* Work required
Copy out word for word the part of the records below that opens with the line containing "For every instance of the blue" and closes with the last line of the records.

- - - - -

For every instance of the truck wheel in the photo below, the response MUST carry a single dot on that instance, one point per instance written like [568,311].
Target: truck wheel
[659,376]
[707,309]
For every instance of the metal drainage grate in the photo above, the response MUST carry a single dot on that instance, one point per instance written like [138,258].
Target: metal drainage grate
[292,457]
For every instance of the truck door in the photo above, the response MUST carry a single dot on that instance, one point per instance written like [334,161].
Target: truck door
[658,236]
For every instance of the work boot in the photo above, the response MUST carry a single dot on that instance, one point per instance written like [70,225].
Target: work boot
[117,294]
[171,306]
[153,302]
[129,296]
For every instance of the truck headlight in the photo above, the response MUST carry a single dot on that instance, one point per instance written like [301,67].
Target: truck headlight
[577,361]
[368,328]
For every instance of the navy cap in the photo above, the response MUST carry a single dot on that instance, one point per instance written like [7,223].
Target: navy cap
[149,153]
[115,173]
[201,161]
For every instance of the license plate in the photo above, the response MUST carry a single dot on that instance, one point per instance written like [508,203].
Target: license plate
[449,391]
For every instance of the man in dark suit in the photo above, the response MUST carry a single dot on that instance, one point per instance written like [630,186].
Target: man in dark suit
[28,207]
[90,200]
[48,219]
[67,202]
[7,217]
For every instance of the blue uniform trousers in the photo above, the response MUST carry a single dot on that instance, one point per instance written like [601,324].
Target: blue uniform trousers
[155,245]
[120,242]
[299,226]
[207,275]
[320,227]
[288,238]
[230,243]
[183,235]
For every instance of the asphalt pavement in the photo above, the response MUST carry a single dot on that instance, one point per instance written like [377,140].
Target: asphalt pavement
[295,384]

- - - - -

* Full output
For every instance of the blue uniform trousers in the photo above, the response MUST carry a single dot on that instance, one point per instance written like [601,324].
Target: blue uniform trousers
[155,245]
[120,242]
[299,226]
[207,275]
[320,227]
[288,238]
[230,243]
[183,235]
For every instance of the asphalt pavement in the photo above, the response MUST carry a single dot on that instance, one point per instance written like [377,140].
Target: asphalt pavement
[295,384]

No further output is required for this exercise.